## Provided text
Start of Block
They sharpen like a chisel...Ron (Sharpster) gave you a perfect description of how to do it.
Dear ArnieJ, Richie and other interested readers.
It's not often that I visit the Pow Wow because after being on the computer and phone all day, I need a break. This thread first started with a sharpening question but then moved on to the issue of single vs. double bevel broadheads. Everybody seems to have an opinion on the subject. Some think that it is just a passing fad thought up by some marketing wizard. Some think otherwise. So I thought that I would add the following. Click on the below link and read about what an orthopedic surgeon/bowhunter has to say about the bevel issue. He gives his perspective from the operating room... and the field.
http://www.alaskabowhunting.com/Single-Bevel-Chisel-Shatters-Bone-W40.aspx
Ed, with alldue respect, I am guessing that there are a number of tools available to the surgeon to cut thru OR shave bone that won't cause destruction, including variable saws. They have been doing knee and other full joint replacements for years.
The point that some folks are trying to bring up has nothing to do with discrediting Ed Ashby's work, on the contrary, I can't think of a singe person that disagrees with it.
It has to do with the rest of the story. The rest of the game if you will. Even with a high power rifle you don't TRY to shoot the animal in its leg or paunch. There is a reason for that.
Archery (OK bowhunting) is a game of placement, of sharp broadheads and of getting close enough stealthily enough to make that arrow placement happen. It is not a matter of just shooting the animal and breaking bones and then make a follow up kill shot. Frankly that is why I almost never gun hunt anymore.
End of Block
## Supplied data
Start of Block
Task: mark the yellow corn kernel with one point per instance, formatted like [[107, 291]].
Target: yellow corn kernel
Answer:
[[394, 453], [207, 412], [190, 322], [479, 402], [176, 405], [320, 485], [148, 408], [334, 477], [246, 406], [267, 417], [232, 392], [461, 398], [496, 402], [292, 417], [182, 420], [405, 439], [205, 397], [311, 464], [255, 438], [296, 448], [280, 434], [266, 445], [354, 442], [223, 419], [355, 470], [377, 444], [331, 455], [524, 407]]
End of Block
## Exercise goal
Copy the bowhunting forum thread about broadhead bevels in full, word for word.

## Response below
They sharpen like a chisel...Ron (Sharpster) gave you a perfect description of how to do it.
Dear ArnieJ, Richie and other interested readers.
It's not often that I visit the Pow Wow because after being on the computer and phone all day, I need a break. This thread first started with a sharpening question but then moved on to the issue of single vs. double bevel broadheads. Everybody seems to have an opinion on the subject. Some think that it is just a passing fad thought up by some marketing wizard. Some think otherwise. So I thought that I would add the following. Click on the below link and read about what an orthopedic surgeon/bowhunter has to say about the bevel issue. He gives his perspective from the operating room... and the field.
http://www.alaskabowhunting.com/Single-Bevel-Chisel-Shatters-Bone-W40.aspx
Ed, with alldue respect, I am guessing that there are a number of tools available to the surgeon to cut thru OR shave bone that won't cause destruction, including variable saws. They have been doing knee and other full joint replacements for years.
The point that some folks are trying to bring up has nothing to do with discrediting Ed Ashby's work, on the contrary, I can't think of a singe person that disagrees with it.
It has to do with the rest of the story. The rest of the game if you will. Even with a high power rifle you don't TRY to shoot the animal in its leg or paunch. There is a reason for that.
Archery (OK bowhunting) is a game of placement, of sharp broadheads and of getting close enough stealthily enough to make that arrow placement happen. It is not a matter of just shooting the animal and breaking bones and then make a follow up kill shot. Frankly that is why I almost never gun hunt anymore.